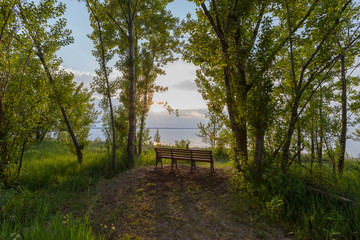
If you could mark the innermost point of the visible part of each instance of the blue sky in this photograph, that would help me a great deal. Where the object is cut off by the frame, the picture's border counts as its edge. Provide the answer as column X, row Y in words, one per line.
column 77, row 57
column 182, row 93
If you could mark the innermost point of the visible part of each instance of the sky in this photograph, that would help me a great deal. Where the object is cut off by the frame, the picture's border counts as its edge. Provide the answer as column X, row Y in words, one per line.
column 182, row 92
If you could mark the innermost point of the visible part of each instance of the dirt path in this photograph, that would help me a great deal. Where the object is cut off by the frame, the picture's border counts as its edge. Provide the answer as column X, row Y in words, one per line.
column 165, row 204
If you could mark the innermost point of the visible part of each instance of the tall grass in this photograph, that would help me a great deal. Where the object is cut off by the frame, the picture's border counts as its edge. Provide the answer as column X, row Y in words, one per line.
column 310, row 214
column 30, row 205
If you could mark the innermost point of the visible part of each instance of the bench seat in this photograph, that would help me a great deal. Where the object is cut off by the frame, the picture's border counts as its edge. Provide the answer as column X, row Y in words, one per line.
column 184, row 155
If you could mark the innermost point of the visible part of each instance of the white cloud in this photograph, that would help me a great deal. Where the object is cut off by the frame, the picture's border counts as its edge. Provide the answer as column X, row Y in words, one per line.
column 187, row 85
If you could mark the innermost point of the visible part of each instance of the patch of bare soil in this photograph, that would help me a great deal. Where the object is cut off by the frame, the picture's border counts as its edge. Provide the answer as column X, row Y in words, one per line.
column 174, row 204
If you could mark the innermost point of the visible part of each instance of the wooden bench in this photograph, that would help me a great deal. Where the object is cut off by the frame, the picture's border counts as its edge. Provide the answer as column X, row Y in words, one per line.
column 184, row 155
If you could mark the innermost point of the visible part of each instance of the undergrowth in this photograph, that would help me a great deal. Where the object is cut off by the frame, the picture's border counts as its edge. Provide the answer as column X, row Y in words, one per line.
column 31, row 203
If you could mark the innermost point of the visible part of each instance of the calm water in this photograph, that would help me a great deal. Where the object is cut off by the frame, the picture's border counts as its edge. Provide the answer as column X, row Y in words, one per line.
column 167, row 136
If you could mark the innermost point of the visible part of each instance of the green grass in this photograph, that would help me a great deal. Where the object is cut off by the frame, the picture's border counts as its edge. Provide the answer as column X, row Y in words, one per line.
column 31, row 204
column 309, row 214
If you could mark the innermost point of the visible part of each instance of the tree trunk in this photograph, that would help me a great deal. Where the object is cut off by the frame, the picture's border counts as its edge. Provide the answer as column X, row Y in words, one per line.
column 312, row 154
column 259, row 149
column 321, row 134
column 290, row 131
column 240, row 133
column 342, row 140
column 106, row 74
column 299, row 143
column 21, row 156
column 143, row 114
column 63, row 112
column 132, row 94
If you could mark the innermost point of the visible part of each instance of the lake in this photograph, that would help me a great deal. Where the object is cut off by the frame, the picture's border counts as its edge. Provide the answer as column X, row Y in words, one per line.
column 167, row 135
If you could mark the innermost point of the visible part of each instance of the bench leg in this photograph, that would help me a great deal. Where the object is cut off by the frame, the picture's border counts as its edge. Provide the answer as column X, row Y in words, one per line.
column 212, row 170
column 192, row 165
column 173, row 161
column 157, row 161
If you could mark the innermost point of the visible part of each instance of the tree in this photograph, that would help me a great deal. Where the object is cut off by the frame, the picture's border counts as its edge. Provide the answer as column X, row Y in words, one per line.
column 311, row 59
column 47, row 40
column 103, row 54
column 135, row 26
column 243, row 34
column 157, row 138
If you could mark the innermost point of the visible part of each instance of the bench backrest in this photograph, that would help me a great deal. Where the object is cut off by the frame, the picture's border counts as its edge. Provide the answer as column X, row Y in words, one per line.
column 185, row 153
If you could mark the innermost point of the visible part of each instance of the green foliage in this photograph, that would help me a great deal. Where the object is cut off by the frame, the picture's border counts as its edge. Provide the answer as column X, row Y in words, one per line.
column 210, row 132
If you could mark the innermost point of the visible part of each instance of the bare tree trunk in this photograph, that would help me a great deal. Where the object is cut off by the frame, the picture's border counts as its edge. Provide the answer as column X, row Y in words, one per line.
column 108, row 95
column 299, row 142
column 143, row 114
column 312, row 154
column 321, row 133
column 132, row 94
column 259, row 149
column 290, row 131
column 21, row 156
column 342, row 140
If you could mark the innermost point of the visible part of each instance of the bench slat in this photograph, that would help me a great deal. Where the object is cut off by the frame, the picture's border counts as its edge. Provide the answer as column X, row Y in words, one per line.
column 185, row 155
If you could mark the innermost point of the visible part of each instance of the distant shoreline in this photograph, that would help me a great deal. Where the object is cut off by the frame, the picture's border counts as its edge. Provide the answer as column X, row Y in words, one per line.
column 153, row 128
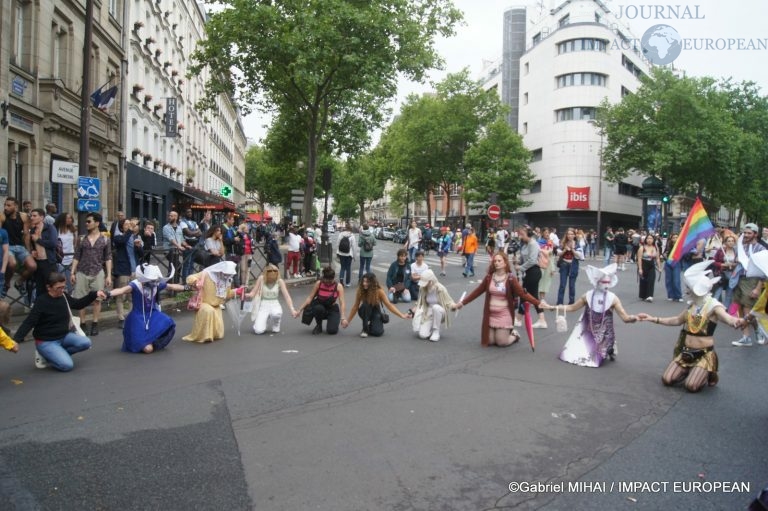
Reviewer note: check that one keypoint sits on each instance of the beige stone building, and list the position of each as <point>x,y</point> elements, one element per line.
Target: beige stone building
<point>151,148</point>
<point>40,82</point>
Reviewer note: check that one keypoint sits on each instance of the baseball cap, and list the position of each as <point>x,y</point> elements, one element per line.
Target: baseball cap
<point>752,227</point>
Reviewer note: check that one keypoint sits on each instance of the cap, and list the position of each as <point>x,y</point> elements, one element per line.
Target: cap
<point>752,227</point>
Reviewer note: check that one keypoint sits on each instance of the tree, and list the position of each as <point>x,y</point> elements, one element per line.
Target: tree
<point>333,64</point>
<point>359,180</point>
<point>426,143</point>
<point>498,163</point>
<point>677,129</point>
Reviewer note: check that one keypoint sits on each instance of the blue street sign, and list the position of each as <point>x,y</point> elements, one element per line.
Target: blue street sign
<point>88,188</point>
<point>88,205</point>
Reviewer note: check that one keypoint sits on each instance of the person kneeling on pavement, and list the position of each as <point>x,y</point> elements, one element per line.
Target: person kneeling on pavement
<point>399,278</point>
<point>431,306</point>
<point>50,321</point>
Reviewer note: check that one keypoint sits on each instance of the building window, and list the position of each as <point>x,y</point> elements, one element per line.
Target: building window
<point>572,79</point>
<point>21,33</point>
<point>577,113</point>
<point>629,190</point>
<point>631,67</point>
<point>59,52</point>
<point>585,44</point>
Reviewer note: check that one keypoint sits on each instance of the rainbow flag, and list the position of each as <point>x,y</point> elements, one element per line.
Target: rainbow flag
<point>697,226</point>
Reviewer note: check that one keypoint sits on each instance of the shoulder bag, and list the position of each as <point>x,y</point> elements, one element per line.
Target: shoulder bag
<point>74,321</point>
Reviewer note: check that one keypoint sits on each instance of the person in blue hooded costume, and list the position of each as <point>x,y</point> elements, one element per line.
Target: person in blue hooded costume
<point>146,328</point>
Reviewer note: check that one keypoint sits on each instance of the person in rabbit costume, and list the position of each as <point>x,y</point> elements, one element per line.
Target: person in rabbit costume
<point>695,360</point>
<point>593,339</point>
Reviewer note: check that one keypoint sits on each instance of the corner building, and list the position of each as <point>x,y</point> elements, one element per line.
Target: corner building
<point>557,67</point>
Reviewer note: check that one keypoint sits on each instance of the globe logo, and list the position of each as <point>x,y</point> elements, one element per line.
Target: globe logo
<point>661,44</point>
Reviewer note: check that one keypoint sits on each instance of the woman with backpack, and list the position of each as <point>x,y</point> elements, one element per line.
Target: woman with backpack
<point>346,254</point>
<point>366,243</point>
<point>325,302</point>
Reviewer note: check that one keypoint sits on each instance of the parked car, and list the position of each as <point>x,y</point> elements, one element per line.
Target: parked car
<point>400,236</point>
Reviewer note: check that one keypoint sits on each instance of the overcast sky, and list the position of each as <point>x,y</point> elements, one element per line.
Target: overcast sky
<point>480,38</point>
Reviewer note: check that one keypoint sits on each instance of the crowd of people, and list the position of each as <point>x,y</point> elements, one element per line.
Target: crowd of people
<point>71,272</point>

#### [Exercise objective]
Take the line above containing "Target: woman with backpack", the line containing "of the parked", and all lines in between, and copy them exactly without anything else.

#### [Solution to this problem]
Target: woman with backpack
<point>346,254</point>
<point>366,243</point>
<point>325,302</point>
Reviewer note: check that one keypoint sits on each instance of the parked car, and list the position of each as <point>x,y</point> elements, one element per line.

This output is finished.